SET TASK ->
Output the material below unchanged, apart from leaving out the pictures.

DATA EXTRACT ->
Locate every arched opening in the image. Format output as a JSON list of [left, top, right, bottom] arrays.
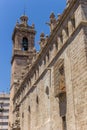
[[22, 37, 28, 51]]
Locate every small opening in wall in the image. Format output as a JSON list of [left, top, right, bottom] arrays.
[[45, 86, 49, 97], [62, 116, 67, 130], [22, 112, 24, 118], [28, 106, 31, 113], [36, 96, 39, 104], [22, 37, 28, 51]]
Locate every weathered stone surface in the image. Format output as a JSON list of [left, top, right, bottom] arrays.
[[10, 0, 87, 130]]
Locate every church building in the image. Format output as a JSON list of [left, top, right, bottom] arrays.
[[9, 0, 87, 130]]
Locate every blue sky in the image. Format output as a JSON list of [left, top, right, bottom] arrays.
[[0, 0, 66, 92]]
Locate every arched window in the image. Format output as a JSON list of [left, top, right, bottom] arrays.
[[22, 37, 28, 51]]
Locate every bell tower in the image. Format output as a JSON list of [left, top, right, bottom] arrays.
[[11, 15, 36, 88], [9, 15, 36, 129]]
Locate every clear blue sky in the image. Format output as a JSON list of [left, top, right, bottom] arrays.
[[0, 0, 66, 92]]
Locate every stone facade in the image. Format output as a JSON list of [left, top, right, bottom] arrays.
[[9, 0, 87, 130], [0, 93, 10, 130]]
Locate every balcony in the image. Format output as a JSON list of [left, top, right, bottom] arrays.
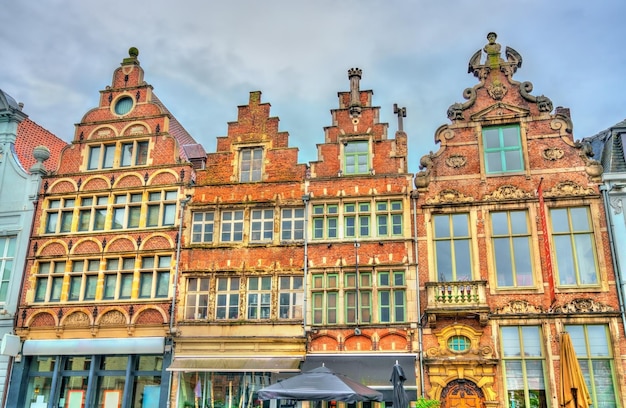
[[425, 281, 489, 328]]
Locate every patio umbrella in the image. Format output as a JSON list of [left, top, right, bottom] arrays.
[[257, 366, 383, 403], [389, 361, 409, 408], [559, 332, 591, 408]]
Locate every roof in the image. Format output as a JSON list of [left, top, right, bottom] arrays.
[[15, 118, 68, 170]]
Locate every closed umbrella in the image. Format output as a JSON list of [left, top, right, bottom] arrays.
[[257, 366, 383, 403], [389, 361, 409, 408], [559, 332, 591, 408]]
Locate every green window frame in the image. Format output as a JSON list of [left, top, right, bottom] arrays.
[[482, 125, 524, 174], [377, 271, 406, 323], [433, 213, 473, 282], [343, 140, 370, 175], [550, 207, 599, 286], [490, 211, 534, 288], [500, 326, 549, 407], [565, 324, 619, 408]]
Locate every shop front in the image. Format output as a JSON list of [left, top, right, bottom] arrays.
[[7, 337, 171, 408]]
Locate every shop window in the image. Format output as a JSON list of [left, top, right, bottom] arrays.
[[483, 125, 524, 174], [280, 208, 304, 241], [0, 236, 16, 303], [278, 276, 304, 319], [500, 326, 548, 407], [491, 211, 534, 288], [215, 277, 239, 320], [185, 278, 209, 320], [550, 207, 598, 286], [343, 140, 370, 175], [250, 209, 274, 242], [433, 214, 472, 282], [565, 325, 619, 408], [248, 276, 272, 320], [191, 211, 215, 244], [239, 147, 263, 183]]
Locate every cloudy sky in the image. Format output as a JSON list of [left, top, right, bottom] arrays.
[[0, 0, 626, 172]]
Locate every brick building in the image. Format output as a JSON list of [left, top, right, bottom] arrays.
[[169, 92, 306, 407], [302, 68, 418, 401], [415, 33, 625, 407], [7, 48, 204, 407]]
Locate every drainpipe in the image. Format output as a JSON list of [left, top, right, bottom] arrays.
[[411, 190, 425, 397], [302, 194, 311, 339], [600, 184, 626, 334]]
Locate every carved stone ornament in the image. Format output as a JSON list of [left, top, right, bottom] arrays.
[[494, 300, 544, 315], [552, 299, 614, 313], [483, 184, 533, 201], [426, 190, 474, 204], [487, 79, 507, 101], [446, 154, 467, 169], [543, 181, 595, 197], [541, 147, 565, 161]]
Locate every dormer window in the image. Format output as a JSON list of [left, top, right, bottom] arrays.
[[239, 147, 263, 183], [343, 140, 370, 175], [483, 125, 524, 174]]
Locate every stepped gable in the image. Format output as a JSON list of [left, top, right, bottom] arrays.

ANSWER TO THE EXERCISE ->
Locate every arched opening in the image. Format output as a JSON list of [left, top, right, bottom] arrays.
[[22, 37, 28, 51]]
Locate every small opening in wall in the image. Format output as a JSON list of [left, top, right, bottom] arrays.
[[45, 86, 49, 97], [62, 116, 67, 130], [22, 112, 24, 118], [28, 106, 31, 113], [36, 96, 39, 104], [22, 37, 28, 51]]
Locate every weathered stone surface in the image. Format output as a JSON list of [left, top, right, bottom] arrays.
[[10, 0, 87, 130]]
Locate every church building in the image. Format output as a JSON list of [left, top, right, bottom] arrays.
[[9, 0, 87, 130]]
Locate every blue sky in the image. Format output as a JSON list of [left, top, right, bottom] arrays.
[[0, 0, 66, 92]]
Locate every arched window in the image. Format output as a JSON list of [left, top, right, bottom] arrays.
[[22, 37, 28, 51]]
Locate every bell tower in the image. Format output as a JSON list of [left, top, right, bottom] arrays.
[[11, 15, 36, 88], [9, 15, 36, 129]]
Locate every clear blue sky in the image. Format output as a JSON list of [left, top, right, bottom] arrays.
[[0, 0, 66, 92]]
Locate every stone facade in the image. Format output as a JSON list of [left, top, right, bottom] arrays.
[[9, 0, 87, 130], [0, 93, 10, 130]]
Locate every balcony in the image. Format output as a JSON list of [left, top, right, bottom] arrays.
[[425, 281, 489, 328]]
Locate every patio umbrella in the image. Format output as a JSON list of [left, top, right, bottom] arrays.
[[257, 366, 383, 403], [389, 361, 409, 408], [559, 332, 591, 408]]
Locate every roof in the image. Format output as a JSON list of [left, top, right, bottom] arrays.
[[15, 118, 68, 170]]
Locate every closed umbrella in the image. Format output as a JSON list of [left, top, right, bottom] arrays.
[[257, 366, 383, 403], [389, 361, 409, 408], [559, 332, 591, 408]]
Locate every green window frame in the image. Format output as a JSON list of [left, top, right, bottom] arrays.
[[482, 125, 524, 174], [377, 271, 406, 323], [433, 213, 473, 282], [343, 140, 370, 175], [550, 207, 599, 286], [490, 211, 534, 288], [500, 326, 549, 407], [565, 324, 619, 408]]
Locate every shop front in the image. Format output as a JSON list of [left, top, right, bottom] arrays.
[[7, 337, 171, 408]]
Locate every shop window in the image. Format output as a JSON list of [left, top, right, bottom] arrays.
[[483, 125, 524, 174], [280, 208, 304, 241], [0, 236, 16, 303], [278, 276, 304, 319], [500, 326, 548, 407], [491, 211, 534, 288], [215, 277, 239, 320], [185, 278, 209, 320], [550, 207, 598, 286], [343, 140, 370, 175], [250, 209, 274, 242], [433, 214, 472, 282], [565, 325, 619, 408], [248, 276, 272, 320], [191, 211, 215, 244], [239, 147, 263, 183]]
Locate every cloudy sky in the image. Format output as a JSON list of [left, top, right, bottom] arrays.
[[0, 0, 626, 172]]
Locate every brick building in the image. Format output as a JSON list of [left, top, right, bottom] arrays.
[[169, 92, 306, 407], [302, 68, 418, 401], [415, 33, 625, 407], [7, 48, 204, 407]]
Locate every drainpipe in the image. Format output as a JSON list of [left, top, right, bottom] arrays.
[[411, 190, 425, 397], [302, 194, 311, 339], [600, 184, 626, 334]]
Locate every carved stone ornament in the image. Format output as a JSON list of [left, top, right, bottom] arrays.
[[494, 300, 544, 315], [552, 299, 614, 313], [483, 184, 533, 201], [426, 190, 474, 204], [487, 79, 507, 101], [446, 154, 467, 169], [543, 181, 595, 197], [541, 147, 565, 161]]
Locate every dormer window in the image. Format output as a JSON list of [left, top, right, bottom] arrays.
[[239, 147, 263, 183], [343, 140, 370, 175], [483, 125, 524, 174]]
Locate every stepped gable in the image. Format output as a JSON list of [left, top, right, bottom] arrays.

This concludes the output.